Dataset entries Start Marker

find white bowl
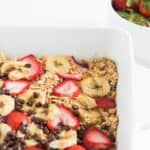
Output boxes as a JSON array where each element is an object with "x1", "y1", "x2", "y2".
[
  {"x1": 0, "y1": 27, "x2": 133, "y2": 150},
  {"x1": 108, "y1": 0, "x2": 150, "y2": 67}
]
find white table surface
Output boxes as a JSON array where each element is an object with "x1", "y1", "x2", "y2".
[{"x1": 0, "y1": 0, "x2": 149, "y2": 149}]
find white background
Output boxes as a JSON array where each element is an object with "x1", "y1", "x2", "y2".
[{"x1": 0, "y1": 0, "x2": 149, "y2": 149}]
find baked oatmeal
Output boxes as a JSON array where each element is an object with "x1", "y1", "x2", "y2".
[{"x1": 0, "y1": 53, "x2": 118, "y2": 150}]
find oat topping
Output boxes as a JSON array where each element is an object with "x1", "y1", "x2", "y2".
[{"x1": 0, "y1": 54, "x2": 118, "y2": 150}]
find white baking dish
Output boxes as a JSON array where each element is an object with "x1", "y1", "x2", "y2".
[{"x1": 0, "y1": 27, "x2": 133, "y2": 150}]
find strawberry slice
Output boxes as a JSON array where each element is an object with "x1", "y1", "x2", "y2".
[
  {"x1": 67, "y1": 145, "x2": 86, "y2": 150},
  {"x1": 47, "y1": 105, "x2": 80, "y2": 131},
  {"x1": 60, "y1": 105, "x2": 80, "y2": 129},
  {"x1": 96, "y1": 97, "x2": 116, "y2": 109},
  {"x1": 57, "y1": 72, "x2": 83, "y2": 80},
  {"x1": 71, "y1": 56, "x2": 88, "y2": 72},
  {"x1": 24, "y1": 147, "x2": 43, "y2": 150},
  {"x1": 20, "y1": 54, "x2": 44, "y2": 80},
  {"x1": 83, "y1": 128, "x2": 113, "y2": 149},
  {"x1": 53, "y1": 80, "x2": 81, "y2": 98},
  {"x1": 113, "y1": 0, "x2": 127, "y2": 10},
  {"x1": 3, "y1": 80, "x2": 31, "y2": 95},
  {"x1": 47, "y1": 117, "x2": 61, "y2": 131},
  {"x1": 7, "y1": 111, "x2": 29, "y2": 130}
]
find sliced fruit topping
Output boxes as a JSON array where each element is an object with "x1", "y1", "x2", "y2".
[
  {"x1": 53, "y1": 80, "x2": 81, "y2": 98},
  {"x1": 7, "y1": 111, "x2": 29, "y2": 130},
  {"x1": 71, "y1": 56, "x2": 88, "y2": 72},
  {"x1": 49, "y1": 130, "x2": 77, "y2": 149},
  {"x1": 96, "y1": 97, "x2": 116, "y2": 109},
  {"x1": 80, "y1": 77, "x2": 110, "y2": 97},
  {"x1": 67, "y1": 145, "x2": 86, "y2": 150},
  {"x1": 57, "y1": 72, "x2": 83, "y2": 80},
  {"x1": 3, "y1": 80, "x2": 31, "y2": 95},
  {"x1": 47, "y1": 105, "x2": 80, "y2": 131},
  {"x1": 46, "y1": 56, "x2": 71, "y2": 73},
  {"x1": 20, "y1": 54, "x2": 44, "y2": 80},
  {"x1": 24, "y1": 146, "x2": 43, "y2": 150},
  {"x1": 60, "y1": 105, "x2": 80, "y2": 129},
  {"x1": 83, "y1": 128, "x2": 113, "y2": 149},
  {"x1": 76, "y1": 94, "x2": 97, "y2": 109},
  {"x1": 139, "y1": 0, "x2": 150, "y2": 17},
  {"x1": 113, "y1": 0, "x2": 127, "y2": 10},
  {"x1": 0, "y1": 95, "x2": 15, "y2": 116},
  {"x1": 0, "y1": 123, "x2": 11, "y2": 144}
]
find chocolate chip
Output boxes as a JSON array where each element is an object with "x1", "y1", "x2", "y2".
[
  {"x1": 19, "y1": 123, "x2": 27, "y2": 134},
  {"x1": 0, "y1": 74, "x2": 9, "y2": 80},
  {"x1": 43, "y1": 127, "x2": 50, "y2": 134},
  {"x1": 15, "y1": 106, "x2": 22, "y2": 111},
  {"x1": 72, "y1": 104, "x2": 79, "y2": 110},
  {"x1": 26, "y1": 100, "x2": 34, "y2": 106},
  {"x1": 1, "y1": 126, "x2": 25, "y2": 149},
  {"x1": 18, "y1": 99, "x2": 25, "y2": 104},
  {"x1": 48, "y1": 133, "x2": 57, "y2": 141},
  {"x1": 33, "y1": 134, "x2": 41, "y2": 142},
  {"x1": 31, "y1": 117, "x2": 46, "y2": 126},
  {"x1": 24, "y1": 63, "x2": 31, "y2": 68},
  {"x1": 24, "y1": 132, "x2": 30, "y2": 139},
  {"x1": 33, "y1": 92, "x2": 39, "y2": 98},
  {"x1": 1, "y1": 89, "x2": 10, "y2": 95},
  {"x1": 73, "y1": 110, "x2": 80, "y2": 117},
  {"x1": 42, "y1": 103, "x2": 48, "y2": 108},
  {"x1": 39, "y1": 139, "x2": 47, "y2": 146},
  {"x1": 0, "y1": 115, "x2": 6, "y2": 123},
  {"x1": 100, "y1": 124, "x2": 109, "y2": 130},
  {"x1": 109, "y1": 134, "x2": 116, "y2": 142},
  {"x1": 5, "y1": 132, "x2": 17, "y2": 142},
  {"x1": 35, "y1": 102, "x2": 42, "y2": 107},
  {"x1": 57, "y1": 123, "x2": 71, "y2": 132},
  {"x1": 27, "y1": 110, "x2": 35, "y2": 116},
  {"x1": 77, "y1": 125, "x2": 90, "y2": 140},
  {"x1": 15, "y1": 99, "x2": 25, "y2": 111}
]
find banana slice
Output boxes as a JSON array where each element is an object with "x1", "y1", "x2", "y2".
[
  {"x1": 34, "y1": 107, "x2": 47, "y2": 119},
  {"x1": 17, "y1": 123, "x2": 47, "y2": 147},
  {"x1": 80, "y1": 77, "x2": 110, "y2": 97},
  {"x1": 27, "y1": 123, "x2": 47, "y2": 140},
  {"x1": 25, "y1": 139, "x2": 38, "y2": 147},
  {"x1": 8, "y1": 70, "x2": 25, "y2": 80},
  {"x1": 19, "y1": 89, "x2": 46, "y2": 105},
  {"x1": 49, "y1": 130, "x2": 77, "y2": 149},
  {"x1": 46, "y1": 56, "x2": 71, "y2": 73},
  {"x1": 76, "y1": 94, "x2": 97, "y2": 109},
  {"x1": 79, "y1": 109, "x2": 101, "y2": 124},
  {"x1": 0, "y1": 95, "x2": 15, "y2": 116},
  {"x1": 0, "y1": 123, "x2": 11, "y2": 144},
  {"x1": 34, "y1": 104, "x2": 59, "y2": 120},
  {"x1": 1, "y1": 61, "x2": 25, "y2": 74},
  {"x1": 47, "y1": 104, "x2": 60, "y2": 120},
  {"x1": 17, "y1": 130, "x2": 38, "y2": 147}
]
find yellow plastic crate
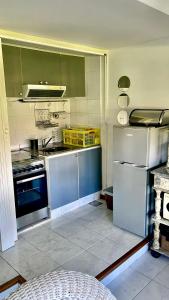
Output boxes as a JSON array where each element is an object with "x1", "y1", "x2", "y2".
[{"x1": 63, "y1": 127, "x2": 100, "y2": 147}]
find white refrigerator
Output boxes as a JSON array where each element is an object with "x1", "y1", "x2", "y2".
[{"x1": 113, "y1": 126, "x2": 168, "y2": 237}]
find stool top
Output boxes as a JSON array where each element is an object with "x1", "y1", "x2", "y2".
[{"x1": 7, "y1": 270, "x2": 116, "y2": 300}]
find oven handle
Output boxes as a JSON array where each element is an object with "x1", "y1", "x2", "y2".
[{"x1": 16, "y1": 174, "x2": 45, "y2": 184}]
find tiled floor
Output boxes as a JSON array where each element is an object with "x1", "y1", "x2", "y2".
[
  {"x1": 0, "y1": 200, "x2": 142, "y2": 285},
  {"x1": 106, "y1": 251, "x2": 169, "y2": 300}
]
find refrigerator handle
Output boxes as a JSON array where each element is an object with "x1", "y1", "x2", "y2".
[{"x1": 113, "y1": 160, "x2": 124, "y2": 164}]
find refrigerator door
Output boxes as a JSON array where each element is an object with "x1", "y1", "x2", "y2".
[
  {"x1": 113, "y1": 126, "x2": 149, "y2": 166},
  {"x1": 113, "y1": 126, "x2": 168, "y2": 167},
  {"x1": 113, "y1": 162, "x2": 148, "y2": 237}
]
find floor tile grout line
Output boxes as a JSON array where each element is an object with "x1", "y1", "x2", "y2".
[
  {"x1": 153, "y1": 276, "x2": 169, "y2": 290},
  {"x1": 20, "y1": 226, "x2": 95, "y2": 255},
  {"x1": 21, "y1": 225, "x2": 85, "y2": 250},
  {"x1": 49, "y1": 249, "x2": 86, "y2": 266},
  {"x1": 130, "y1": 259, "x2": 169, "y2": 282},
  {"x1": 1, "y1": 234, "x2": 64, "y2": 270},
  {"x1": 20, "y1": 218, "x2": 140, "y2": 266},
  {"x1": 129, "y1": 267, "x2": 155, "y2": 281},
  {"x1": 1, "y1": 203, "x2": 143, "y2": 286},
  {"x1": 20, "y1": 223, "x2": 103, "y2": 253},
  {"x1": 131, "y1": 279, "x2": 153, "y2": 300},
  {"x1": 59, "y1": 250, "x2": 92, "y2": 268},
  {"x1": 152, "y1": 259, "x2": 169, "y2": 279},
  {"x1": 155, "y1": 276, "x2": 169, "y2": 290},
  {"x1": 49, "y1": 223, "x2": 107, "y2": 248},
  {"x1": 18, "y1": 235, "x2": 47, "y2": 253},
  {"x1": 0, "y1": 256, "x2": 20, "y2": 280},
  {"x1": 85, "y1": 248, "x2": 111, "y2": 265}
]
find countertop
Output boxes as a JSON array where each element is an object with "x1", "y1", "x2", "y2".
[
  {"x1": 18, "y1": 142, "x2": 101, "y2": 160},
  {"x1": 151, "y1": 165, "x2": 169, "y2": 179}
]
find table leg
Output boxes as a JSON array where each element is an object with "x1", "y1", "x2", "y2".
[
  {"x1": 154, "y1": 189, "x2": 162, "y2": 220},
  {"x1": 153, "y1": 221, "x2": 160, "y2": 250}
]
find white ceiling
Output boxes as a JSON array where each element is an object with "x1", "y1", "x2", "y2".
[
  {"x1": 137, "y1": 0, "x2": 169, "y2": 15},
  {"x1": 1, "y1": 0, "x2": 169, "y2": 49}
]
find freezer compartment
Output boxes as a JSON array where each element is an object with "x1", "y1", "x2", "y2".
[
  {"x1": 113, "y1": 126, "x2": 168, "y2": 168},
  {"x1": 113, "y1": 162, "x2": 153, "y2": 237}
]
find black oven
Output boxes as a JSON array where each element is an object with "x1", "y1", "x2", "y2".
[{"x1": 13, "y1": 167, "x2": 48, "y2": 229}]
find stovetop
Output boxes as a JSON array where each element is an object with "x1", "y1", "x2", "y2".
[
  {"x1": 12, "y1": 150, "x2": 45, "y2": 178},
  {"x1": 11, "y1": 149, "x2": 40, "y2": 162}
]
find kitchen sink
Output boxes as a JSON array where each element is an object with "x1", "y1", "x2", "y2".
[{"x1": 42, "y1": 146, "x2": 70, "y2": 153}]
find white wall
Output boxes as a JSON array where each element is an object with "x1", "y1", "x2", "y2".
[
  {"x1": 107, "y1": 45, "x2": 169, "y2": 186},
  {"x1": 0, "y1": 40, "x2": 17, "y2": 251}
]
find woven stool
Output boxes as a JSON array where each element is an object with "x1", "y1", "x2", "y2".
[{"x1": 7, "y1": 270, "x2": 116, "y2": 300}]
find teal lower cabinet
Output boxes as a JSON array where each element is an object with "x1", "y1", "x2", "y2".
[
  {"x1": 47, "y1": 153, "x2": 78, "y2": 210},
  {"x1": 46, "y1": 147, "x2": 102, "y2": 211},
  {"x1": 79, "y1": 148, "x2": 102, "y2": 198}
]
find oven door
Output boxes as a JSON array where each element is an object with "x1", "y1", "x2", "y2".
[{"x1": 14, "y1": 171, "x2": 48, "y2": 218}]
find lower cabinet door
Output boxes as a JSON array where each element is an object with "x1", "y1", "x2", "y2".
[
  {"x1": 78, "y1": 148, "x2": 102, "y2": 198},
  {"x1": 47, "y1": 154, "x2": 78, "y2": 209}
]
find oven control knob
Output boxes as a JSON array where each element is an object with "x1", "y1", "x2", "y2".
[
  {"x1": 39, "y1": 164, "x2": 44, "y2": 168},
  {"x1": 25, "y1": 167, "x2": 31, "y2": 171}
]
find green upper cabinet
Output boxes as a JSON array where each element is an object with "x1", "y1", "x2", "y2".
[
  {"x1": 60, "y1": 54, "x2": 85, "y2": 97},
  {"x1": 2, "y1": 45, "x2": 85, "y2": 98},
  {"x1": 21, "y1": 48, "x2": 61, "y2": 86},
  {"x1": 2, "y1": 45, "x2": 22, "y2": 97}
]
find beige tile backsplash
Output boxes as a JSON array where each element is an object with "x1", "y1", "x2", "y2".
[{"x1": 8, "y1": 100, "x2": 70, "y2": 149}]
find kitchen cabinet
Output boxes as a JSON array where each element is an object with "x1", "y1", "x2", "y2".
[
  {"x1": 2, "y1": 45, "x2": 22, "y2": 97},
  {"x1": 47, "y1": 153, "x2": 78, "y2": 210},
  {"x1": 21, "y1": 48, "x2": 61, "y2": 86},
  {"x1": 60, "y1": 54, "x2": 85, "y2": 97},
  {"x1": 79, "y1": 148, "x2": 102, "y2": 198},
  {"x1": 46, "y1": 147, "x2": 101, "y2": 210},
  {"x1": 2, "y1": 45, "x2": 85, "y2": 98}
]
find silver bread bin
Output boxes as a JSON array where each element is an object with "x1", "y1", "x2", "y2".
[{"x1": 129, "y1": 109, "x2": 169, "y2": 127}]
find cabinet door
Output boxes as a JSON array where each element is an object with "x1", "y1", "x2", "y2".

Dataset entries End Marker

Only the lines above from the line with "find baked oatmeal" to the line with "find strawberry slice", those two lines included, should be reproduced exactly.

find baked oatmeal
Output boxes as a JSON array where each element is an object with "x1", "y1", "x2", "y2".
[{"x1": 0, "y1": 53, "x2": 118, "y2": 150}]
find oat topping
Output boxes as a JSON array where each element is an object with "x1", "y1", "x2", "y2".
[{"x1": 0, "y1": 54, "x2": 118, "y2": 150}]
find white baking dish
Output boxes as a JSON array where each element is an object with "x1", "y1", "x2", "y2".
[{"x1": 0, "y1": 27, "x2": 133, "y2": 150}]
find strawberry slice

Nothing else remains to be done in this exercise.